# Problem
Answer these questions from the news report on the Michael Moore trial.
(a) What job did Moore formerly hold?
(b) Who is Moore's attorney?
(c) What did neighbor Heather Harper say she heard?

Trial continues for son accused of parents' murder

BURLINGTON, KY (FOX19) - A man's fate is one day closer of being determined.

The Michael Moore trial continues after the prosecution rested its case and the judge determined that the case would continue despite a plea for charges to be dropped due to a lack of evidence on Thursday.

Moore, a former Warren County Sheriff's Deputy, is charged with killing his mother and father in 2009.

Thursday, September 19 marks week three of the trial, which is expected to last more than a month.

Several key individuals took the stand, including a doctor to help determine if the wounds that Moore had at time of the incident were self-inflicted, and a friend of Moore's mother.

It is still to be determined if Moore will take the stand in the next few weeks.

Trial Chronology

The opening statements were made last September 5 to reflect a three year investigation of Moore, 43,  and the alleged murder of his parents, Warren and Madge Moore, at their Union, KY home.

A trauma surgeon from the University of Cincinnati Medical Center and a forensic expert testified during day seven of Michael Moore's trial.

The opening statements were made last Thursday to reflect a three year investigation of Moore, 43,  and the alleged murder of his parents, Warren and Madge Moore, at their Union, KY home.

Moore has claimed self-defense in the fatal shooting.

The prosecution opened by reading the charges and stating their belief that Moore was on a drug binge at an area motel the day before the incident. They added that Moore was "leeching" off of everyone, including his parents.

"Mike Moore was a man living in two worlds.  On June 12, 2009, those worlds collided.  The result was the violence that took the lives of Madge and Warren Moore," said Jason Hiltz, assistant Commonwealth's attorney.

Moore's attorney, Joanne Lynch, said the shooting was an act of self defense, and Moore made up the story to protect himself and his family.

Moore originally told investigators immediately after the shootings that an anonymous intruder killed his parents.

"He couldn't tell what had happened in that house. It was too horrible. It was too embarrassing," said Lynch.

Moore's 911 call was played and shown through transcripts in court:

Operator: "Boone county 911."

Moore: "Yes ma'am, I've just been shot, and so have my parents."

Operator: "You've been shot?"

Moore: "Yes, ma'am."

Operator: "Where have you been shot at?"

Moore: "In, In my leg."

Operator: "Who shot you?"

Moore: "I don't know."

Moore's attorney said he heard an argument between his parents over Madge's Oxycontin pills she took for some health problems, which she apparently shared with Moore.  That's when they claim Moore heard a "pop," and then the sound of something hitting the floor.

Lynch said Moore then found his mother on the floor, and he apparently got into a confrontation with his father. The defense said his father shot Moore in the groin, before allegedly wrestling the gun away from his father and shooting him twice.

On the second day of the trial, two neighbors were called to the stand to testify about what they heard that night. One neighbor, Heather Harper, told the court she heard two popping noises, followed by a third a minute later.

# Information provided

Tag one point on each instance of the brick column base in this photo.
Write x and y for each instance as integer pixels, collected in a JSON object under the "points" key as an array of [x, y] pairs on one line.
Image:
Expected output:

---

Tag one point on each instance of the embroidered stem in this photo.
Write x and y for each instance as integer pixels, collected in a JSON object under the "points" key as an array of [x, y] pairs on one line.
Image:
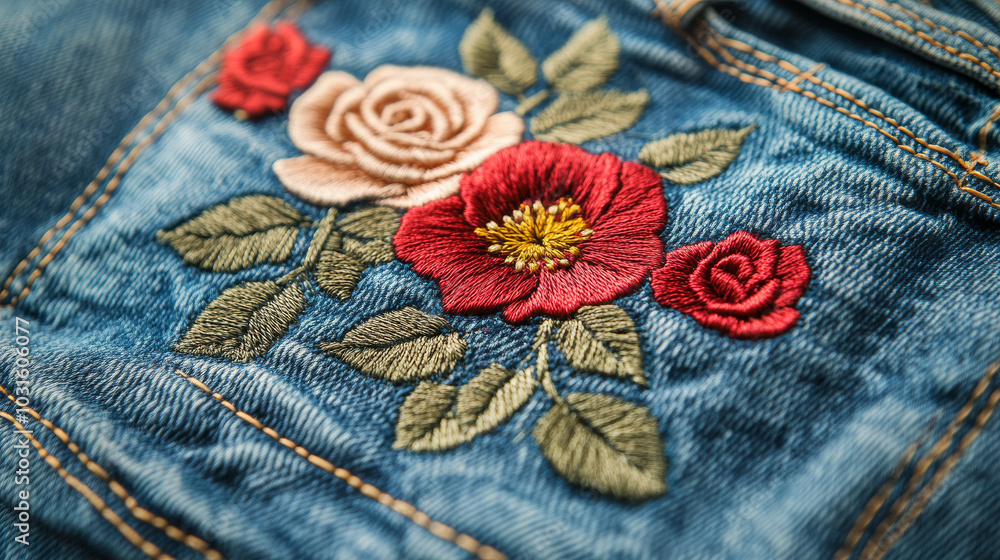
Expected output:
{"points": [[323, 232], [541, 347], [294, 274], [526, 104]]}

---

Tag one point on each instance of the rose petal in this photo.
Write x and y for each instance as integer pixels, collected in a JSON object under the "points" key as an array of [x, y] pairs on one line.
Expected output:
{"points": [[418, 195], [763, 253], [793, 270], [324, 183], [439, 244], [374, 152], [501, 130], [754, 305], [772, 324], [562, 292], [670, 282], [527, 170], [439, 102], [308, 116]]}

# Solution
(a) He was a Warren County Sheriff's Deputy.
(b) Joanne Lynch.
(c) Two popping noises, followed by a third a minute later.